→ **Instruction 1**
In the passage on concurrent searches, reproduce the stretch from "The caveat here" through "minute to complete." word for word.
→ **Instruction 2**
Name every amount of memory and every length of time that the passage on concurrent searches states, giving each one once.
→ **Instruction 3**
Write the next part of the passage on handling many simultaneous searches, picking up after its final sentence.

--- Selected excerpt ---

Accommodating many simultaneous searches

A common question for a large deployment is: how do I account for many concurrent users? Let's take as an example a system that may have at peak times 48 concurrent searches. The short answer is that we can accommodate 48 simultaneous searches on a cluster of indexers and search heads where each machine has enough RAM to prevent swapping. Assuming that each search takes 200MB of RAM per system, that is roughly 10GB additional RAM (beyond indexing requirements). This is because CPU will degrade gracefully with more concurrent jobs but once the working set of memory for all processes exceeds the physical RAM, performance drops catastrophically with swapping.

The caveat here is that a search's run time will be longer in proportion to the number of free cores when no searches were running. For example, suppose the indexers were doing nothing before the searches arrived and have 8 cores each. Suppose the first (of identical searches) takes 10s to complete. Then the first 8 searches will each take 10s to complete since there is no contention. However, since there are only 8 cores, if there are 48 searches running, each search will take 48/8 = 6x longer than if only 1-8 searches were running. So now, every search takes ~1 minute to complete.

--- Data lines ---

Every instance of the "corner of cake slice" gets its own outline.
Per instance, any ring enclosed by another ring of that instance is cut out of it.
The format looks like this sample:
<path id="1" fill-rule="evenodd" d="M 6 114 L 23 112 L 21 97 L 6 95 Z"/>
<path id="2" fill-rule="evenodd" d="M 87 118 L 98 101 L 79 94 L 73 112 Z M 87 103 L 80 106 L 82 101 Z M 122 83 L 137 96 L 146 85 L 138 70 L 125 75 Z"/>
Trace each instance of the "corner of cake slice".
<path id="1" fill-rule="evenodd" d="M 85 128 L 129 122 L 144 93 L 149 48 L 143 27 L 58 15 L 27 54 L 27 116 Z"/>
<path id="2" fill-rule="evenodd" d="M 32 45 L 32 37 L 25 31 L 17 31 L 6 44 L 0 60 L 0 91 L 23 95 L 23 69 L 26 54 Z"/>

---

→ **Written answer 1**
The caveat here is that a search's run time will be longer in proportion to the number of free cores when no searches were running. For example, suppose the indexers were doing nothing before the searches arrived and have 8 cores each. Suppose the first (of identical searches) takes 10s to complete. Then the first 8 searches will each take 10s to complete since there is no contention. However, since there are only 8 cores, if there are 48 searches running, each search will take 48/8 = 6x longer than if only 1-8 searches were running. So now, every search takes ~1 minute to complete.

→ **Written answer 2**
200MB of RAM; roughly 10GB of RAM; 10s; about 1 minute

→ **Written answer 3**
This leads to the observation that the most important thing to do here is add indexers. Indexers do the bulk of the work in search (reading data off disk, decompressing it, extracting knowledge and reporting). If we want to return to the world of 10s searches, we use 6 indexers (one search head is probably still fine, though it may be appropriate to set aside a search head for summary index creation) and searches 1-8 now take 10/6 = 1.6s and with 48 searches, each takes 10s.

Unfortunately, the system isn't typically idle before searches arrive. If we are indexing 150 GB/day, at peak times, we probably are using 4 of the 8 cores doing indexing. That means that the first 4 searches take 10s, and having 48 searches running takes 48/4 = 12x longer, or 2 min to complete each.

Now one might say: let me put sixteen cores per indexer rather than eight and avoid buying some machines. That makes a little bit of sense, but is not the best choice. The number of cores doesn't help searches 1-16 in this case; they still take 10s. With 48 searches, each search will take 48/16 = 3x longer, which is indeed better than 6x. However, it's usually not too much more expensive to buy two 8 core machines, which has advantages: the first few searches will now just take 5s (which is the most common case) and we now have more aggregate I/O capacity (doubling the number of cores does nothing for I/O, adding servers does).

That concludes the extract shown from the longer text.